- Aim of the task
State only the number of lines in the entries below that contain the string "brown". Matching is case-sensitive.

*-*-*

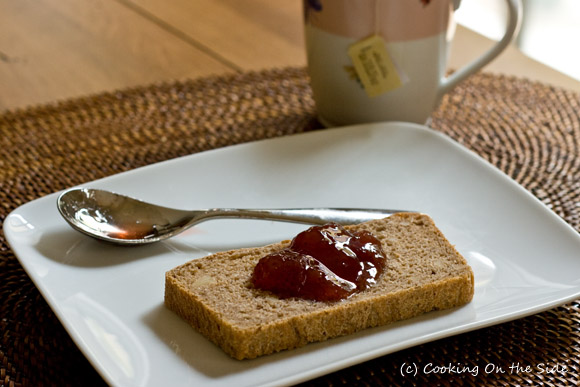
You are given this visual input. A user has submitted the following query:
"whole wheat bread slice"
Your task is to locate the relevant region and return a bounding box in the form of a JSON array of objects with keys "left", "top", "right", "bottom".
[{"left": 165, "top": 213, "right": 473, "bottom": 359}]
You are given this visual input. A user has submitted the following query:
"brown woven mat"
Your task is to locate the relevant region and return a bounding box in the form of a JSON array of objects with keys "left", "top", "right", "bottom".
[{"left": 0, "top": 69, "right": 580, "bottom": 386}]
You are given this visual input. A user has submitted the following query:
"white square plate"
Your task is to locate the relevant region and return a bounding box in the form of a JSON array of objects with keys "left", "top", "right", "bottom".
[{"left": 4, "top": 123, "right": 580, "bottom": 386}]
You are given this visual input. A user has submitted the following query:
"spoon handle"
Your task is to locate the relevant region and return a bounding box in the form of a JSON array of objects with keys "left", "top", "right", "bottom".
[{"left": 199, "top": 208, "right": 402, "bottom": 225}]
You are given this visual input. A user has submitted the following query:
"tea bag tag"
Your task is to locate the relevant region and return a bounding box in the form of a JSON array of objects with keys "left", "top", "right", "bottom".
[{"left": 348, "top": 35, "right": 403, "bottom": 97}]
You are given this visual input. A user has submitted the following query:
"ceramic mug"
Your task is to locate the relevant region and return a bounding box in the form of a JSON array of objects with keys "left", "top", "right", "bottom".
[{"left": 304, "top": 0, "right": 521, "bottom": 126}]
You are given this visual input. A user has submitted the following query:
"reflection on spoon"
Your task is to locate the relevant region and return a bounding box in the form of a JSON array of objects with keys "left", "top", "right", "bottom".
[{"left": 57, "top": 188, "right": 402, "bottom": 249}]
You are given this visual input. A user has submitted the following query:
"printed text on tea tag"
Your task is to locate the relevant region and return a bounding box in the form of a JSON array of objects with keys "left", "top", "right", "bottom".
[{"left": 348, "top": 35, "right": 403, "bottom": 97}]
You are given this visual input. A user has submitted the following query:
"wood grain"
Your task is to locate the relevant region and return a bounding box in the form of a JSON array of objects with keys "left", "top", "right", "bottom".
[
  {"left": 0, "top": 0, "right": 235, "bottom": 110},
  {"left": 0, "top": 0, "right": 580, "bottom": 111}
]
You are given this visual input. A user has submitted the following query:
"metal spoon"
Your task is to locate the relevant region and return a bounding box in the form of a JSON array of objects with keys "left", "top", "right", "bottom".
[{"left": 57, "top": 188, "right": 401, "bottom": 245}]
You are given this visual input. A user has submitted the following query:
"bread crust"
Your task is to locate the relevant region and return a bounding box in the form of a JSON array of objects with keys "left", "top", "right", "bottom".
[{"left": 165, "top": 213, "right": 474, "bottom": 360}]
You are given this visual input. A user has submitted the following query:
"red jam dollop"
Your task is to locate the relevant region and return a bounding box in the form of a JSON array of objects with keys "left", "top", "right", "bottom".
[{"left": 252, "top": 223, "right": 386, "bottom": 301}]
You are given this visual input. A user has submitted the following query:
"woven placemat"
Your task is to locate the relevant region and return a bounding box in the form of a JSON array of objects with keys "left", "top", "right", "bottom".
[{"left": 0, "top": 68, "right": 580, "bottom": 386}]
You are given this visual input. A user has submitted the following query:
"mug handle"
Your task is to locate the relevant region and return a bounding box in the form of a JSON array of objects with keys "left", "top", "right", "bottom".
[{"left": 438, "top": 0, "right": 522, "bottom": 98}]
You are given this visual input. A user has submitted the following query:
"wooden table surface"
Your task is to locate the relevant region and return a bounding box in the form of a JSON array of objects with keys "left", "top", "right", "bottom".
[{"left": 0, "top": 0, "right": 580, "bottom": 111}]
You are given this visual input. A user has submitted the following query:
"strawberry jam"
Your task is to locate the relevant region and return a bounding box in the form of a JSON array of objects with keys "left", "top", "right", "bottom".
[{"left": 252, "top": 223, "right": 386, "bottom": 301}]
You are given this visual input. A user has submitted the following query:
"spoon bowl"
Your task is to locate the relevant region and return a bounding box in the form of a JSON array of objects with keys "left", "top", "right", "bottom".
[{"left": 57, "top": 188, "right": 402, "bottom": 245}]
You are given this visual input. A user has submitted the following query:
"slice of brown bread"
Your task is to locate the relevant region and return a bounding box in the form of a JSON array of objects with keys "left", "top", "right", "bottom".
[{"left": 165, "top": 213, "right": 473, "bottom": 359}]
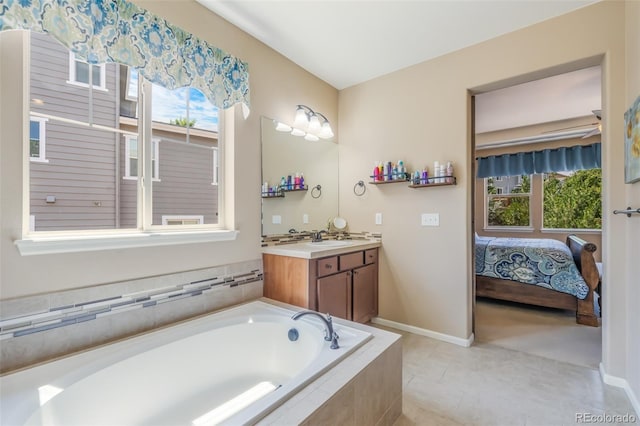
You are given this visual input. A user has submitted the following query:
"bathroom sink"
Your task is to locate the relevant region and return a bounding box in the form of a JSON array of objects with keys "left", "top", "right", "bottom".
[{"left": 307, "top": 240, "right": 353, "bottom": 247}]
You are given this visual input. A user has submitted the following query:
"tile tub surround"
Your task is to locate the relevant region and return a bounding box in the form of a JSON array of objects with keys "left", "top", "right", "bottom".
[
  {"left": 257, "top": 299, "right": 402, "bottom": 426},
  {"left": 0, "top": 260, "right": 263, "bottom": 374}
]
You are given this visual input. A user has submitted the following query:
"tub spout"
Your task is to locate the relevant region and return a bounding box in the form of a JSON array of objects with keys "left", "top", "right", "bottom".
[{"left": 291, "top": 311, "right": 340, "bottom": 349}]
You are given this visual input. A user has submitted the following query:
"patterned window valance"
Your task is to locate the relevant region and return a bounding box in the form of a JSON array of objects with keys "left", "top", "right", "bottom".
[
  {"left": 477, "top": 143, "right": 602, "bottom": 178},
  {"left": 0, "top": 0, "right": 249, "bottom": 117}
]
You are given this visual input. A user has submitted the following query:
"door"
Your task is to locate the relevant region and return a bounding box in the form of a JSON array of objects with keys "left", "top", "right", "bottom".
[
  {"left": 353, "top": 264, "right": 378, "bottom": 322},
  {"left": 318, "top": 271, "right": 351, "bottom": 320}
]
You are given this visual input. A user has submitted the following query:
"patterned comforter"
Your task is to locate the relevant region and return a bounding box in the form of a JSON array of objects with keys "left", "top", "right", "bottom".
[{"left": 475, "top": 236, "right": 589, "bottom": 299}]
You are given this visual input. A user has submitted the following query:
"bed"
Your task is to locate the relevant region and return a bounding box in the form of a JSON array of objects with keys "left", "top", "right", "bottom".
[{"left": 475, "top": 235, "right": 600, "bottom": 327}]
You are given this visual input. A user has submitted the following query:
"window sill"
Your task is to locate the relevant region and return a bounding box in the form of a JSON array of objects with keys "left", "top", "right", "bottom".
[{"left": 14, "top": 230, "right": 239, "bottom": 256}]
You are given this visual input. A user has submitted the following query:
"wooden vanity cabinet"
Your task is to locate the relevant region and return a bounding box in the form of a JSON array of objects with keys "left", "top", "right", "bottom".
[{"left": 263, "top": 248, "right": 378, "bottom": 322}]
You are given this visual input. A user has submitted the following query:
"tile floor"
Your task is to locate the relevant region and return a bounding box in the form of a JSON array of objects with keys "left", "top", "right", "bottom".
[{"left": 384, "top": 330, "right": 640, "bottom": 426}]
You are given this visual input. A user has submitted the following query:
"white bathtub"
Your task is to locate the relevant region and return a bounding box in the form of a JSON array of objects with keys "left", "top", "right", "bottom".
[{"left": 0, "top": 301, "right": 371, "bottom": 426}]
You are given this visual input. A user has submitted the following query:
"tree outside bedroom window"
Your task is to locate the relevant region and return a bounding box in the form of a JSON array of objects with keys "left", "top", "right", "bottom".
[
  {"left": 485, "top": 175, "right": 531, "bottom": 227},
  {"left": 543, "top": 169, "right": 602, "bottom": 229}
]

*-*-*

- Task solution
2